- Vorliegender Auszug

Als ich mich ans Licht der Welt gekämpft hatte stand die Mauer schon. Ich bin also ein Mauerkind- egal ob ein Vor- oder Hinterdermauerkind. Kommt ja auf die Betrachtungsseite an. Meinen Eltern sei Dank, verlief meine Kindheit sehr behütet und liebevoll. Ich bin in den Kindergarten gegangen, wie alle anderen Kinder auch (den ganzen Tag), denn meine Eltern gingen ja zur Arbeit.

- Gegebenes Material
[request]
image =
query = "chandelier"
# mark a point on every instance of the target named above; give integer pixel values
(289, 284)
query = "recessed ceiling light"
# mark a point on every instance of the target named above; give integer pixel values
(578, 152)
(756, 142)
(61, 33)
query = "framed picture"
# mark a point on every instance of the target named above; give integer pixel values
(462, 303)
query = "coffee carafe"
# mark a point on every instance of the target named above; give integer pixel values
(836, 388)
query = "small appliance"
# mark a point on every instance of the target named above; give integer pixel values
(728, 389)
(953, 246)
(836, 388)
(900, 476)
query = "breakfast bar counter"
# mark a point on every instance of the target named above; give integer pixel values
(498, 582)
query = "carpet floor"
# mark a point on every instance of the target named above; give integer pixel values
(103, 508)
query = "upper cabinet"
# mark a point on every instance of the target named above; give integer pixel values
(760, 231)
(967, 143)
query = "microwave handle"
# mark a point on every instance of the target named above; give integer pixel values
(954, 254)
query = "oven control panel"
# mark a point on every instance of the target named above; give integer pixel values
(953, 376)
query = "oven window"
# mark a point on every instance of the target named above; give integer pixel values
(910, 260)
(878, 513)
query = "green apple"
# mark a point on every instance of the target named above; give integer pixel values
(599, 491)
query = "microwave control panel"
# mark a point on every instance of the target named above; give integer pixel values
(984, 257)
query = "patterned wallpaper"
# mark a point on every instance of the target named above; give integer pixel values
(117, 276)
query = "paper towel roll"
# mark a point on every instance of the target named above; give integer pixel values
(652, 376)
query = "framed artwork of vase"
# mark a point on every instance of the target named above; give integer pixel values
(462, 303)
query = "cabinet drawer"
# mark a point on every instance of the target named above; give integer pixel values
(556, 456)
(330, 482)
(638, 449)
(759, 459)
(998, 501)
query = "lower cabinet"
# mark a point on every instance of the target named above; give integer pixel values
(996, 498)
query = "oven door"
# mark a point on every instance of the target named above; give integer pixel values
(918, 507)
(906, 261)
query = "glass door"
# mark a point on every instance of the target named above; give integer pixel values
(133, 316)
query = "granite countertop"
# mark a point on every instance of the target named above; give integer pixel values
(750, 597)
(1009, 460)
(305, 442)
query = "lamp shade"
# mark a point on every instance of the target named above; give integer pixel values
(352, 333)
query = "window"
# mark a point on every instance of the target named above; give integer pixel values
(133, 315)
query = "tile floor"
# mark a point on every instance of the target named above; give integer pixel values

- Aufgabenstellung
Wie könnte der Auszug über die eigene Kindheit als Mauerkind weitergehen? Setze ihn im Anschluss an den Satz über den Kindergarten fort.

- Schriftliche Antwort
Mein Vater hatte Maschinenbau studiert und war auch sonst eben handwerklich sehr begabt. Jedenfalls wohnten wir in einer recht hügeligen Gegend mit perfekter Tal-Lage. Soll heißen, das noch nichtmal der Qualm der Kohleöfen bei ungünstiger Witterung ordentlich abziehen konnte. Ihr hab ja alle sicherlich schon vom "Tal der Ahnungslosen" gehört. So war das also damals auch. Ja, wir hatten einen Fernseher (so ein kleines handliches Röhrengerät mit modischen schwarz-weiß Tönen) und dem ersten Programm der DDR- so "Schwarzer Kanal" und "Willi Schwabes Rumpelkammer". Aber mehr war da bei besten Willen nicht reinzubekommen mit unserer Antenne. Bei meinen Großeltern auf'm Berg war das schon wieder anders. Dort traf sich dann am Sonntag die ganze Sippe und saß versammelt am großen Wohnzimmertisch und schaute die Sportschau (dort hatte man wenigstens etwas Empfang des ARD oder ZDF vom Ochsenkopf).....Sagt ja manchen vielleicht was.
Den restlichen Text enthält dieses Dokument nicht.